- _TEXT EXTRACT_:
++++++++++
The program then analyzes the call graph to find the deepest or earliest functions that meet these requirements. By running the program multiple times on the same input, you can abuse ASLR to determine which variables are pointers since they always change in values, representing different memory addresses, while always pointing to the same data. We then build a harness skeleton by reconstructing all the function prototypes, combining static analysis plus traces from earlier dynamic analysis. Is also important to avoid irrelevant calls with multithreaded programs – often only one thread does things interesting while the other threads do nothing or perform irrelevant behavior. It is possible to do this by using logged thread IDs to make sure we only analyze one thread at a time.
The final challenge is to identify control flow & data flow dependencies. To resolve control flow dependencies, static analysis is used. If functions are called in sequence, then implement that same sequence in the harness. Complicated programs cannot be analyzed by Winnie and these issues must be resolved manually. To resolve dataflow dependencies, cases where return values are used as arguments for other functions, Winnie attempts to connect variable usage across multiple call locations.
Finally test performance of each harness and make sure code coverage increases.
Forking
The papers implementation of forking in windows is a direct follow up to previous work in forking in windows. An overview can be seen in the picture found in the paper:
The authors implement a version of CSRSS with Copy-on-Write support. Overall, the implementation follows a standard unix-like implementation of forking but with the engineering constraints of Windows.
Evaluation
The evaluation section of the paper attempts to answer 4 research questions about WINNIE:
- Can WINNIE test a large variety of Windows application?
- How efficient is fork on versus other modes of fuzzing like persistent mode?
- How effectively can WINNIE create fuzzing harnesses from binaries?
- Can WINNIE discover new program states and bugs from real world applications?
The majority of the evaluation is dedicated to comparing against the commonly used WinAFL, a windows implementation of Windows with less general support for forking. WinAFL was configured
Some interesting things from the evaluation:
- Winnie works on all 59 programs tested; WinAFL crashes around half of the 59.
- Winnie compared to stable WinAFL had a 31 times speed up
Discussion
- Is this paper more engineering work then scientific contribution?
- Good science: Automatic harness generation system– implemented for the first time on closed src programs, all other solutions require open source
- Bad science sell: “Hey, we fuzz GUI programs in Windows”
- Good science sell: Hey, we need forking / GUI fuzzing
(Take things from a problem solving perspective) Did not mention or deal with the other windows fuzzing paper: “Designing New Operating Primitives to Improve Fuzzing Performance” Danger of resubmitting papers: reviewers copy paste the reject reviews from earlier submissions
- paper sometimes have been accepted after six re-submissions
- Taking the recommended improvements that reviewers leave and implementing them often are simple enough to take rejected papers and make them accepted
Practical paper: future development and actual usage of Winnie will determine how successful or impactful this paper will be.
++++++++++
- _SET TASK_:
Reproduce word for word the passage of the Winnie fuzzing notes between "The majority of" and "half of the 59.", inclusive.

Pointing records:
++++++++++
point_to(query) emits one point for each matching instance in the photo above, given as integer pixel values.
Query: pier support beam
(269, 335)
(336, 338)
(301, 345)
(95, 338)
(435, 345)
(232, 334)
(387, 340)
++++++++++
- _SOLUTION FOR THIS TASK_:
The majority of the evaluation is dedicated to comparing against the commonly used WinAFL, a windows implementation of Windows with less general support for forking. WinAFL was configured
Some interesting things from the evaluation:
- Winnie works on all 59 programs tested; WinAFL crashes around half of the 59.